━━━━━ DATA LISTING ━━━━━

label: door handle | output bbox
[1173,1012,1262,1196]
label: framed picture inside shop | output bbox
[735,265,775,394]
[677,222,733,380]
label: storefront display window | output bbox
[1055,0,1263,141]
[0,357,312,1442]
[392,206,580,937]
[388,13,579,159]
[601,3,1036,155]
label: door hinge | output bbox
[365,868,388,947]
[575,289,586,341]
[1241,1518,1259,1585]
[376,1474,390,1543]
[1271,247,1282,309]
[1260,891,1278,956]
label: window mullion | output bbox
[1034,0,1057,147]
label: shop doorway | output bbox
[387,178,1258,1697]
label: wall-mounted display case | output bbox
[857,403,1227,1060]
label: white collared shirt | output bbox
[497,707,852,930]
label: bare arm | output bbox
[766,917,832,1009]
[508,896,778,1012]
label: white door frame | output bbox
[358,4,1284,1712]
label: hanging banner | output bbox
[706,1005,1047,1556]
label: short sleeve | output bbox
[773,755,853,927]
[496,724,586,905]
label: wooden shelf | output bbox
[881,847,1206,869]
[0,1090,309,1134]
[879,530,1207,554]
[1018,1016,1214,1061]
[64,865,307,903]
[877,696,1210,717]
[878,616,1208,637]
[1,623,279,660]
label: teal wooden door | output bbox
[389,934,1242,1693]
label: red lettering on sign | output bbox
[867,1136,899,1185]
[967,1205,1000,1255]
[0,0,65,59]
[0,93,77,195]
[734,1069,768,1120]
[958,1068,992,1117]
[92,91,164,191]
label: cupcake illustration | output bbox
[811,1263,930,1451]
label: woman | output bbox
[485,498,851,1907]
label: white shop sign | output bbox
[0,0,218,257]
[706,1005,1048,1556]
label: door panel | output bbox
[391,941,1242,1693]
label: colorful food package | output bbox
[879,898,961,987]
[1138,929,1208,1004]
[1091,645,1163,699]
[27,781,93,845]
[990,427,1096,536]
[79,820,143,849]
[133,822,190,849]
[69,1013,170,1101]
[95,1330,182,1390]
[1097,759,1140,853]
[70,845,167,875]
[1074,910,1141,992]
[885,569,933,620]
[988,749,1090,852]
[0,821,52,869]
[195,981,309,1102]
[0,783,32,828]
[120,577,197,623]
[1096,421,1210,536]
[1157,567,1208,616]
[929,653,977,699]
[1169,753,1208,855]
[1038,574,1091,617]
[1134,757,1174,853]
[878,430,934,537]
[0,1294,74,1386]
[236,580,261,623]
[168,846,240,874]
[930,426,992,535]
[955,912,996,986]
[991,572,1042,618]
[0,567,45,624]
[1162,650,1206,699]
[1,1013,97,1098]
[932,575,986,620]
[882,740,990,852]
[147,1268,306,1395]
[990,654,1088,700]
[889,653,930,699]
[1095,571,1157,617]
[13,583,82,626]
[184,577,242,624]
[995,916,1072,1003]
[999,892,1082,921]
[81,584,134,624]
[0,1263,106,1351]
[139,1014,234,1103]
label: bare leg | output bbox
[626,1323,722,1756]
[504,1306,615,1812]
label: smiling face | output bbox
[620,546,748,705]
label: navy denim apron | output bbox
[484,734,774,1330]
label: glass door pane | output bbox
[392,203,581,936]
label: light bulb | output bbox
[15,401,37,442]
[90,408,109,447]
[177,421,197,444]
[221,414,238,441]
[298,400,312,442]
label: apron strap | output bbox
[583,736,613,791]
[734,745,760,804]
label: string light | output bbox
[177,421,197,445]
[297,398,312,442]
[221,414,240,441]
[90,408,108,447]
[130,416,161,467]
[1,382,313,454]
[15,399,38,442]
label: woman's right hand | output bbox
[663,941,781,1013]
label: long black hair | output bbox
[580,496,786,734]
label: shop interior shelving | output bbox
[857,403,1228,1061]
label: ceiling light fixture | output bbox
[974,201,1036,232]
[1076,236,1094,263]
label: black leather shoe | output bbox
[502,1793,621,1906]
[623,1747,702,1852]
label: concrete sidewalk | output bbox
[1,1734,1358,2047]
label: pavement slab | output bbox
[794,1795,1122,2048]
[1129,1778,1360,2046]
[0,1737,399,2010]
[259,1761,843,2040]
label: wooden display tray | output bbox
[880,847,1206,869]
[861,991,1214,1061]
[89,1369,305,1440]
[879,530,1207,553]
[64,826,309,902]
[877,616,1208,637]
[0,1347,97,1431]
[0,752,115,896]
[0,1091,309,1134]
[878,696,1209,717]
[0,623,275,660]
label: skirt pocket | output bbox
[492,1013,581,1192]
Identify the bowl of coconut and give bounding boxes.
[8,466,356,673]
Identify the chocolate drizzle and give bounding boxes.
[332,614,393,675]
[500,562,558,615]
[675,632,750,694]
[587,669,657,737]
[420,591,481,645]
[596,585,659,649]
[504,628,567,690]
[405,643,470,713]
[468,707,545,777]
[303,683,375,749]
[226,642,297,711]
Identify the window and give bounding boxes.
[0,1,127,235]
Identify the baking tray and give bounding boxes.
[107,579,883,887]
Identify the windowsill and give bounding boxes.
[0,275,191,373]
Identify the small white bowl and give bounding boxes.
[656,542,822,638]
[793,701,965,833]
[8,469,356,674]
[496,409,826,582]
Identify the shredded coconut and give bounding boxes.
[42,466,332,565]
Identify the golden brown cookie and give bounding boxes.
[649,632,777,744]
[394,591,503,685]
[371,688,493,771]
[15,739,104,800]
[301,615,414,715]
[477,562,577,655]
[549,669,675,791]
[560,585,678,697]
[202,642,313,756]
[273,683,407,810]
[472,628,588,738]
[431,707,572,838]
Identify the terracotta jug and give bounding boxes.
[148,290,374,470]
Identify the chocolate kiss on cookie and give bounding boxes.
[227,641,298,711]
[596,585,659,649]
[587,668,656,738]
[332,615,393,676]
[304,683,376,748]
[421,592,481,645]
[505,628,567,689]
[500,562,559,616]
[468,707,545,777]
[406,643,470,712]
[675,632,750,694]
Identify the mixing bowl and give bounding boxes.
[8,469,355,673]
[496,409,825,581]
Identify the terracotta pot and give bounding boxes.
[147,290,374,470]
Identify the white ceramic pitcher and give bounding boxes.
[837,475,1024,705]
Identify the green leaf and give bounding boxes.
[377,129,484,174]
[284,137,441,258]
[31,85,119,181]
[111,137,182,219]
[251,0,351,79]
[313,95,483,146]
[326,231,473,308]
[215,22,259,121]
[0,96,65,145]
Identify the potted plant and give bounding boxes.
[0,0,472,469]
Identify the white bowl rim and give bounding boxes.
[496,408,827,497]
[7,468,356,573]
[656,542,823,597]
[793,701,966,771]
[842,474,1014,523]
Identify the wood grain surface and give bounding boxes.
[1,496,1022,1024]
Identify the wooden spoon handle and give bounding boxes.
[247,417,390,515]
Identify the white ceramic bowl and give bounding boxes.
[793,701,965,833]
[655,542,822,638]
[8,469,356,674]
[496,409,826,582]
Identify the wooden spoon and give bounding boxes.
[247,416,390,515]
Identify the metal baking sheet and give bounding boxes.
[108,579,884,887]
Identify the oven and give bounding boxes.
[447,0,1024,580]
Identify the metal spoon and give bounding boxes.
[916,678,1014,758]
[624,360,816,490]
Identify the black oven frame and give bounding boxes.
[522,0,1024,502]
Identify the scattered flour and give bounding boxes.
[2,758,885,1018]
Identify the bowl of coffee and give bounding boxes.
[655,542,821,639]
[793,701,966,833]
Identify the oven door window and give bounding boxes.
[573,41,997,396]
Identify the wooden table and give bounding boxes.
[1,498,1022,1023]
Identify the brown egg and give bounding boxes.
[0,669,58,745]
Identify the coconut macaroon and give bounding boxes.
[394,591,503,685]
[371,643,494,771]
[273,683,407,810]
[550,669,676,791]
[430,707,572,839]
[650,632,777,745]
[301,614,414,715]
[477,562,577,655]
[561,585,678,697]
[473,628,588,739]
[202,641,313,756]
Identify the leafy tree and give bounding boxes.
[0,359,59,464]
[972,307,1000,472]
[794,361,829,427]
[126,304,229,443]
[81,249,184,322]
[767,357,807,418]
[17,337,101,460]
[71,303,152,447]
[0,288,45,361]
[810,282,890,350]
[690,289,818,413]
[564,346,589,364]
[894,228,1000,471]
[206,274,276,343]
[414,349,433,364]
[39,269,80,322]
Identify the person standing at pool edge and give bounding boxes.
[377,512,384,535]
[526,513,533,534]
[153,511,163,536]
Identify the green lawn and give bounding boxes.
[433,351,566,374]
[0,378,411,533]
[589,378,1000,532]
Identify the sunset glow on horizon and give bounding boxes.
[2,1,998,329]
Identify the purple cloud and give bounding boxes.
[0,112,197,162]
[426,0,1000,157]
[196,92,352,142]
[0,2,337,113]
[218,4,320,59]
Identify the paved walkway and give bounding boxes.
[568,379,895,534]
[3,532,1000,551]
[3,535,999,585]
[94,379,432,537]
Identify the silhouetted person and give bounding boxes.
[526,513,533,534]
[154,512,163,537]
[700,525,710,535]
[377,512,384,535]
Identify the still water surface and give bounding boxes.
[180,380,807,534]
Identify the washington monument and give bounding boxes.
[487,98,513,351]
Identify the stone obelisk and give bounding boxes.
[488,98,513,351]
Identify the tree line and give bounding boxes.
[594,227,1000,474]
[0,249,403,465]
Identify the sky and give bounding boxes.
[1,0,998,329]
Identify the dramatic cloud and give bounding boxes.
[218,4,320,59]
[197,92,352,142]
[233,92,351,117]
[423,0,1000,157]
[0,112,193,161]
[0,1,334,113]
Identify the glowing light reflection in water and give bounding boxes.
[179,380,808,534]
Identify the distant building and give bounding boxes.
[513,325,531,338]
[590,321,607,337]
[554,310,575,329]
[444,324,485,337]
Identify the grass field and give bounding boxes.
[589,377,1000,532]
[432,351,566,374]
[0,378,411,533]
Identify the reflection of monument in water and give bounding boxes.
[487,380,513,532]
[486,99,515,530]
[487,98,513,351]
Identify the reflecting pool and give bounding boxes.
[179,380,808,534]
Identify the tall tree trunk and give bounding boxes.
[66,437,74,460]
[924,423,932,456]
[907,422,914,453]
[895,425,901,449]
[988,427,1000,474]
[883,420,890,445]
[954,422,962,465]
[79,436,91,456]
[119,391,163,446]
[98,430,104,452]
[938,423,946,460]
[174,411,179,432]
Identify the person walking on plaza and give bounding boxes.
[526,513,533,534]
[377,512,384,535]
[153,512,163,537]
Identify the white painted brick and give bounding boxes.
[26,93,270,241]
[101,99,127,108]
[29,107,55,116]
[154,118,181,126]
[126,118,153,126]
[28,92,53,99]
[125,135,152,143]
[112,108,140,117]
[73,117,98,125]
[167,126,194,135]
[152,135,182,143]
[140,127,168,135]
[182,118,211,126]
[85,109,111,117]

━━━━━

* [TASK]: Print, without any change, the line containing "Identify the white painted" and each line after it to the end of the material.

* [SOLUTION TO THIS PROBLEM]:
Identify the white painted brick and give bounding boxes.
[26,93,270,241]
[101,99,127,108]
[29,107,55,116]
[154,118,181,126]
[126,118,153,126]
[28,92,53,99]
[125,135,152,143]
[112,108,140,117]
[73,117,98,125]
[167,126,194,135]
[152,135,182,143]
[140,127,168,135]
[182,118,211,126]
[85,109,111,117]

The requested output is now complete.